PASSAGE TO READ section start

# Question on peach tree varieties



## Mantaray (Aug 29, 2004)

Does anyone know what kind of peach trees Home Depot is selling? The label just listed a common name Prunus Persica but not what kind. I did a research and found 6 varieties: Elberta, Creshaven, Red Globe and Redhaven, Reliance and White Lady. I want the kind that blooms beautifully in the spring and that is Elberta. I wouldn't mind the kind that taste good like White Lady. 
By the way I asked the guys in Home Depot garden area and they haven't a slightest idea.


----------



## wickll (Oct 6, 2009)

If you want to produce consistently, you will need one of the varieties that have low chilling hours requirements. You may want to check with your local county agent to see if they have a list of recommended varieties. Or pm me and I can probably find some in my old notes. Or check with some of the local nurseries. They usually carry varieties suited for the area.


----------



## Ready.Fire.Aim (Sep 22, 2009)

*Stay away from home depot peaches*

I strongly advice you to stay away from home depot peaches. I"ve grown peaches for over 25 years and currently have over 50 fruit trees.

IF you are in a coastal county, I recommend Tropic Snow, MayPride, and Midpride.

PASSAGE TO READ section end

*PROMPT 1*: Revise the peach tree thread between "## wickll (Oct" and "50 fruit trees.", inclusive, so that "garden centers" stands in place of "nurseries".
*PROMPT 2*: Carry on the peach tree thread from its final sentence.

SUPPLIED MATERIAL section start

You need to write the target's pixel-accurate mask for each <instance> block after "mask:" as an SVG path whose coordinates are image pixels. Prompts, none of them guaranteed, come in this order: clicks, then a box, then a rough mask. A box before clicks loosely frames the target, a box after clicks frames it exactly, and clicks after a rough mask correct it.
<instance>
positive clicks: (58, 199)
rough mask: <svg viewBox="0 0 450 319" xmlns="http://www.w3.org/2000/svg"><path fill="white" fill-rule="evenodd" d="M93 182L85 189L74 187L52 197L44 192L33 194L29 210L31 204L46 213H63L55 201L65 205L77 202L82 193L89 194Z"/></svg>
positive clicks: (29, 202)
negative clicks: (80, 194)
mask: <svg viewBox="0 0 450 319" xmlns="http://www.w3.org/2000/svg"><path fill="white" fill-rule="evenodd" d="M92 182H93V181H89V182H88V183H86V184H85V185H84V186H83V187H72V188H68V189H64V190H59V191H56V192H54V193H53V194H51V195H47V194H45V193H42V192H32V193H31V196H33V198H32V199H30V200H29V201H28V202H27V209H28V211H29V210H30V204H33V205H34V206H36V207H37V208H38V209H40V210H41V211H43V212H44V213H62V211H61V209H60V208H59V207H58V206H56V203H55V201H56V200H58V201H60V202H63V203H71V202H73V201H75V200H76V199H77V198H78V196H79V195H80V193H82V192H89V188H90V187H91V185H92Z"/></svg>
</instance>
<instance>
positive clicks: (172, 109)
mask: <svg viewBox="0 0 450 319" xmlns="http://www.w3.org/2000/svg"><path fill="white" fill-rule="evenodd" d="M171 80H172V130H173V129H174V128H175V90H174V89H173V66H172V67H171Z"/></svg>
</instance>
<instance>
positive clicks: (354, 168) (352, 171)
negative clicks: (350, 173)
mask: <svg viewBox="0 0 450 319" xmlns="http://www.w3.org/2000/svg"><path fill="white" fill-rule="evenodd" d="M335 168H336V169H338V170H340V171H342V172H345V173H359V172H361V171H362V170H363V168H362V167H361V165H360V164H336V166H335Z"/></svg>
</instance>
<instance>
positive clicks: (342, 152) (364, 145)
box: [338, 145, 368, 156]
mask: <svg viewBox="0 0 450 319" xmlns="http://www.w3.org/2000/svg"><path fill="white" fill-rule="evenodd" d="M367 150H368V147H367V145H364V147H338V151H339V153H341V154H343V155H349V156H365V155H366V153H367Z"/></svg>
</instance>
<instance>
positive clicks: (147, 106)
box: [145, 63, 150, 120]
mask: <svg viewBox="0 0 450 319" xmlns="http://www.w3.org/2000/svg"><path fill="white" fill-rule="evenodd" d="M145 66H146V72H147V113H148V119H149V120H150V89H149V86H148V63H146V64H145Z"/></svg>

SUPPLIED MATERIAL section end
SUPPLIED MATERIAL section start

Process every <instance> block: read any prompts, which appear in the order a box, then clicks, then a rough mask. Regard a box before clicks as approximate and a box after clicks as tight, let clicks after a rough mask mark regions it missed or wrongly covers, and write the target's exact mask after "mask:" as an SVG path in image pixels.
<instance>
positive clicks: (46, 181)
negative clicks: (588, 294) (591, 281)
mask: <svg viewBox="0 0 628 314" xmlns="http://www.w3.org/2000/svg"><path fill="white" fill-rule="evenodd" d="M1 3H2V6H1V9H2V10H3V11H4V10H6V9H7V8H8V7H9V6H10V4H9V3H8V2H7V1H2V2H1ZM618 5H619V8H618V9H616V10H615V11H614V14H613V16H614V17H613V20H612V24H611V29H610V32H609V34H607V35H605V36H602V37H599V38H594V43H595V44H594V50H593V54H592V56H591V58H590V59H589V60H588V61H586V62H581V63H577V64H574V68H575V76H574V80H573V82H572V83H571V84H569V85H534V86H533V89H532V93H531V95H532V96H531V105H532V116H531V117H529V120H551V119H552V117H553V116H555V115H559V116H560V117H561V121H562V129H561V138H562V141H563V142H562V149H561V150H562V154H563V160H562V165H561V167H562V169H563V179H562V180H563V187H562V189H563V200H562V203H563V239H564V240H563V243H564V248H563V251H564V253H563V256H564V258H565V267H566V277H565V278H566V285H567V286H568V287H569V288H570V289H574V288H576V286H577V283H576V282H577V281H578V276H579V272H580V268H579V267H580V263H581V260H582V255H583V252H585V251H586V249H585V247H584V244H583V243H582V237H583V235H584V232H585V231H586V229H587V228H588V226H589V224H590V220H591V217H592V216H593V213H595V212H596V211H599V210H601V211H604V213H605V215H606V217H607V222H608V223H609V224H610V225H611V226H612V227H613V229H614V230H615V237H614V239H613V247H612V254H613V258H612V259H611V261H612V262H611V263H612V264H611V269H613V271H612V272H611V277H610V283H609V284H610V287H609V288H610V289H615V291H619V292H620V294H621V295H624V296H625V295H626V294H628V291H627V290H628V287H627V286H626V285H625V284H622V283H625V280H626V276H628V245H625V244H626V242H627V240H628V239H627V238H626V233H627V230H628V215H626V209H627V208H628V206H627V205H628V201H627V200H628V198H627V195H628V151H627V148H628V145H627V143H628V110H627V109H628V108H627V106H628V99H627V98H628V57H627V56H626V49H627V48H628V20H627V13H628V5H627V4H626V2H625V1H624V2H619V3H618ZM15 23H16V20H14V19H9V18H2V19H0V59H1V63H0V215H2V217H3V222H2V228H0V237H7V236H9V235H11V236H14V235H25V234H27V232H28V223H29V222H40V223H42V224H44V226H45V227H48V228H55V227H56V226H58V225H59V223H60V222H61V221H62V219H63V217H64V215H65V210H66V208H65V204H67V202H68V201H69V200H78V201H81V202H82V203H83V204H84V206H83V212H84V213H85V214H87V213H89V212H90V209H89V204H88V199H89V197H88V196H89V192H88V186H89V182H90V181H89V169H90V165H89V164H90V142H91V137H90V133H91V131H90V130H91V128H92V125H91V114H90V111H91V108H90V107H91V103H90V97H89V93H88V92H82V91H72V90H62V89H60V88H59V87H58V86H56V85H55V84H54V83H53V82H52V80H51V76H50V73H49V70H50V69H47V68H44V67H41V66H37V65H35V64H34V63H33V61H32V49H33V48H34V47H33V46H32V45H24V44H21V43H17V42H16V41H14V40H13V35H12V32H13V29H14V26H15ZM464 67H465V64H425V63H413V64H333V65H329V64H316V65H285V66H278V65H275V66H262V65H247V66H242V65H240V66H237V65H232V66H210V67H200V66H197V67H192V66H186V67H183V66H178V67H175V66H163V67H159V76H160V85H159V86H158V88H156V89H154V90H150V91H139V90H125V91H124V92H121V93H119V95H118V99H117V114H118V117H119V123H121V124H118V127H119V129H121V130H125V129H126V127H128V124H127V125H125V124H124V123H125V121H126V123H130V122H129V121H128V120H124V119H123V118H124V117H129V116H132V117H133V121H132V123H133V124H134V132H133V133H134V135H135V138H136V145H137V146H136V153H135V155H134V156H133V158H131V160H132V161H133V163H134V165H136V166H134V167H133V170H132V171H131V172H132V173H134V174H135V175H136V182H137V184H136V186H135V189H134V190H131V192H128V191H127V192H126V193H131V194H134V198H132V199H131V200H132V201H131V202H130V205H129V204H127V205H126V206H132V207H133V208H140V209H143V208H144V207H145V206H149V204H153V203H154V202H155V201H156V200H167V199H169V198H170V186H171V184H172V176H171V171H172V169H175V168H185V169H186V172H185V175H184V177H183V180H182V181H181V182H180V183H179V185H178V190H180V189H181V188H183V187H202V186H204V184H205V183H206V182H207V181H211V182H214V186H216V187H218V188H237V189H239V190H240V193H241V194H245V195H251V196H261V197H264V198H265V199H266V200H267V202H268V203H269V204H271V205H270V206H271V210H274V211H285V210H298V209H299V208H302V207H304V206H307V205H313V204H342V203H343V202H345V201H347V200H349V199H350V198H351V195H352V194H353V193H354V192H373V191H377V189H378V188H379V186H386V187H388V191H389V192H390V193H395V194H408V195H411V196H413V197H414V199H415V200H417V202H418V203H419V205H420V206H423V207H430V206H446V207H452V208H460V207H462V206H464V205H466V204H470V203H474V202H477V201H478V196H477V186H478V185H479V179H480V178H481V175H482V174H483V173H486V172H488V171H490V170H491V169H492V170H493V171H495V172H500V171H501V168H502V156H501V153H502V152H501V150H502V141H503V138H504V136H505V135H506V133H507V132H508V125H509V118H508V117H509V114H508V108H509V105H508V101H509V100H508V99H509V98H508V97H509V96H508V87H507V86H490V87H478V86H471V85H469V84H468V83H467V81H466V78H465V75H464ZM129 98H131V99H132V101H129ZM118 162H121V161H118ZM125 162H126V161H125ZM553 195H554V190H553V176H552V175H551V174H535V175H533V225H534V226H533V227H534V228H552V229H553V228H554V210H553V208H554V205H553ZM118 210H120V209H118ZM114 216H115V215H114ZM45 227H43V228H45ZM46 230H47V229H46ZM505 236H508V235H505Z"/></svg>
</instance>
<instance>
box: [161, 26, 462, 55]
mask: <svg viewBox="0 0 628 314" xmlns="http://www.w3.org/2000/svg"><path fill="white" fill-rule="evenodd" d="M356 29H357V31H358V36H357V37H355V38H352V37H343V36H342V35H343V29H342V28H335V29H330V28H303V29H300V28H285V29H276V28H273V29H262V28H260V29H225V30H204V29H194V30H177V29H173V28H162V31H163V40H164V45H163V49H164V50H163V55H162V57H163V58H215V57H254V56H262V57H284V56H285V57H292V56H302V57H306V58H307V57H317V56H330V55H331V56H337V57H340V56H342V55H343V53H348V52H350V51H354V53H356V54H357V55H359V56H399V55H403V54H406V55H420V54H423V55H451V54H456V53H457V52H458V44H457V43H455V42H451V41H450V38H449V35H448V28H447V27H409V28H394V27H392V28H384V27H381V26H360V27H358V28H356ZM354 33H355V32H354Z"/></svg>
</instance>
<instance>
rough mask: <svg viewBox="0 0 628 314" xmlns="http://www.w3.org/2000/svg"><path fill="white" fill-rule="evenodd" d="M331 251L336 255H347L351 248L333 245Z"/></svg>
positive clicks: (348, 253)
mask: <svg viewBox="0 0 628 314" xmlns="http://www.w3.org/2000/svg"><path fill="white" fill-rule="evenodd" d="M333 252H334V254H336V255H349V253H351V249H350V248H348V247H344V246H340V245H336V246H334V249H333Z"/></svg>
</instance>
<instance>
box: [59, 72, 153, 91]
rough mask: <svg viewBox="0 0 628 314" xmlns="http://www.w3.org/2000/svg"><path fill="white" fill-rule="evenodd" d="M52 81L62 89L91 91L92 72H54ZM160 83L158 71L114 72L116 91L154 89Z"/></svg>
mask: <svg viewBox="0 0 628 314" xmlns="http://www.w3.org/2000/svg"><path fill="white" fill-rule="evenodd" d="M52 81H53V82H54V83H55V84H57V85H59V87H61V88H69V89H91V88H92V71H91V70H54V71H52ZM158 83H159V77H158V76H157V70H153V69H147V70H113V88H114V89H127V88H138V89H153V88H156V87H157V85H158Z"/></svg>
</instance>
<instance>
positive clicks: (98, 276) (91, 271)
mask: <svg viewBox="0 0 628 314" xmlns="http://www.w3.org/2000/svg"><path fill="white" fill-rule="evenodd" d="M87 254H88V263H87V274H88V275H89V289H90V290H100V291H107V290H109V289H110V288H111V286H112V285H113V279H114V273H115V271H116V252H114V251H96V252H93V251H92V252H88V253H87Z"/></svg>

SUPPLIED MATERIAL section end
SUPPLIED MATERIAL section start

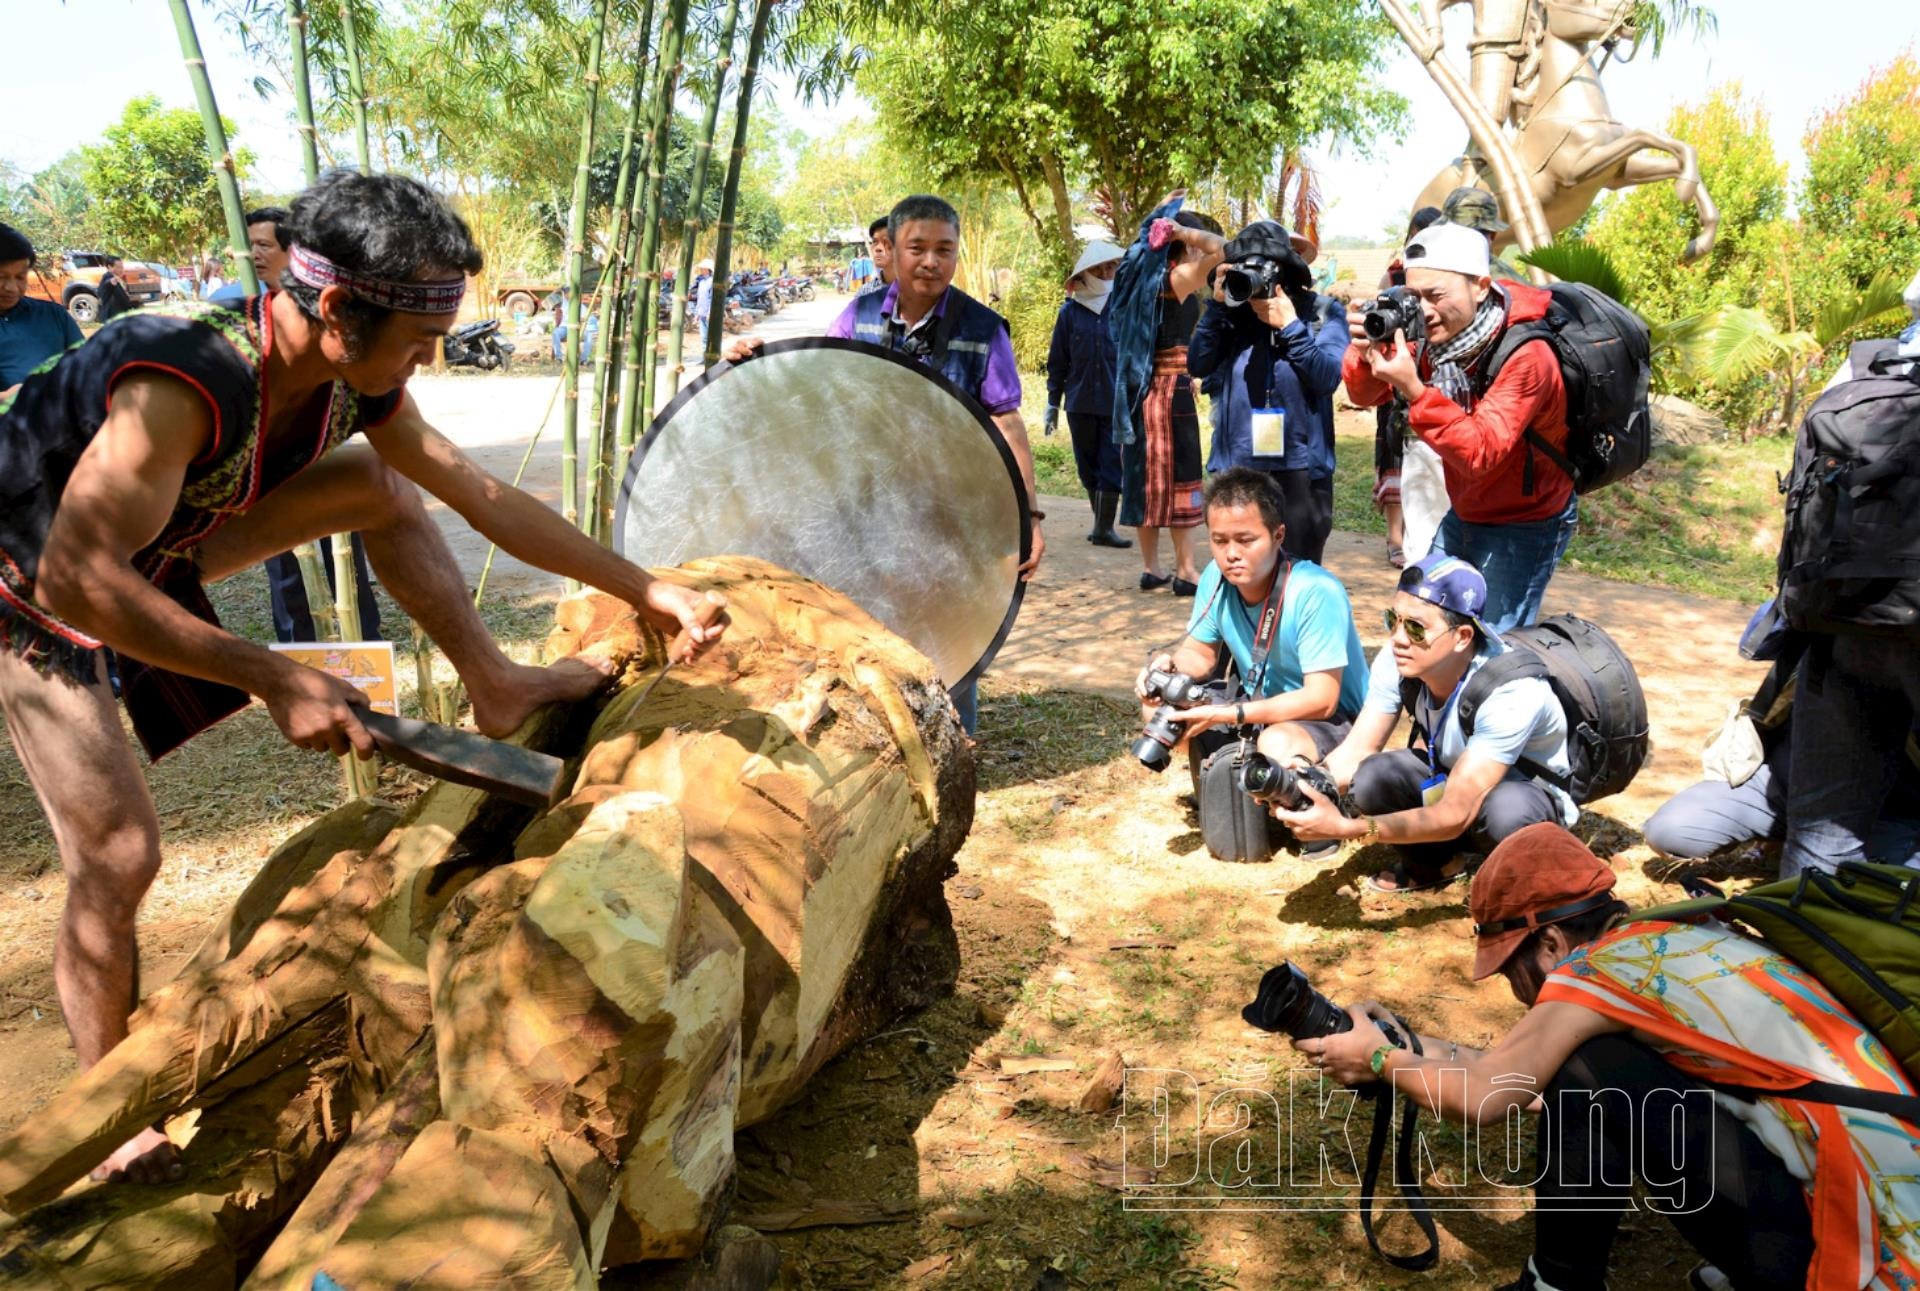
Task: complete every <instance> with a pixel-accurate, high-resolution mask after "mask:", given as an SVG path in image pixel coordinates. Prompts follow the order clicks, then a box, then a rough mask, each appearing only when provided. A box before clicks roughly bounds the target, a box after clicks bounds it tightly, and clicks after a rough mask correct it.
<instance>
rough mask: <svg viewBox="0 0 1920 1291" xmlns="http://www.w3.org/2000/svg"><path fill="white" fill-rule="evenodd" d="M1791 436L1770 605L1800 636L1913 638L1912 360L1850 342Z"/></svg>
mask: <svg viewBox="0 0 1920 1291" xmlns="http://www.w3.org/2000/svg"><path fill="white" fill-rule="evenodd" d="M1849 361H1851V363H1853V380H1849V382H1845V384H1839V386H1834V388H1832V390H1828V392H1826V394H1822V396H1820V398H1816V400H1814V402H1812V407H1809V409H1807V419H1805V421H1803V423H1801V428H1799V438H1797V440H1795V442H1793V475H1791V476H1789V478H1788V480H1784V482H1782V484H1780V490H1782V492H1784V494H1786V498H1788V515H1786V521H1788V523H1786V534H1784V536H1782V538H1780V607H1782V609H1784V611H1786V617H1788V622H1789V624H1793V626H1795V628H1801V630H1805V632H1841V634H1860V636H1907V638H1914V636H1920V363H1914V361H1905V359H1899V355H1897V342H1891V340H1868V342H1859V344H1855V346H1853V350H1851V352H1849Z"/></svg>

SUPPLIED MATERIAL section end

*EXERCISE ANSWER 1*:
## wickll (Oct 6, 2009)

If you want to produce consistently, you will need one of the varieties that have low chilling hours requirements. You may want to check with your local county agent to see if they have a list of recommended varieties. Or pm me and I can probably find some in my old notes. Or check with some of the local garden centers. They usually carry varieties suited for the area.


----------



## Ready.Fire.Aim (Sep 22, 2009)

*Stay away from home depot peaches*

I strongly advice you to stay away from home depot peaches. I"ve grown peaches for over 25 years and currently have over 50 fruit trees.

*EXERCISE ANSWER 2*:
It's getting very late to plant peaches. Best time is in Jan and Feb. IF interested I can send you to a better nursery than Home Depot.

good luck,
Louis


----------



## Mantaray (Aug 29, 2004)

Well, I haven't seen y'all replies this morning so I went to a local nursery and to my surprise they had different kinds other than the ones I found on my research. They had Babcock and Tropical White. So I picked Tropical White because they told me it tastes better. Tomorrow I will dig a hole and plant it. Thanks for y'all advice.

Now I'm worrying if this tree would survive through the winter. I lost a lot of tropical trees in my garden this past winter (a mango tree , 2 papaya trees, a sweet guava tree and even a 3 year old meyer lemon tree). Despite the fact that I covered them tightly but they would actually needed a greenhouse to survive. So now I'm really scared of purchasing those tropical trees again. My satsuma orange tree lived through this past winter. I just planted a fuji apple tree, a satsuma tangerine tree and now this peach tree. I want all of my fruit trees to be winter hardened. If not, I would rather leave them in a big pot and break my back bringing them in and out of the house.


----------



## wickll (Oct 6, 2009)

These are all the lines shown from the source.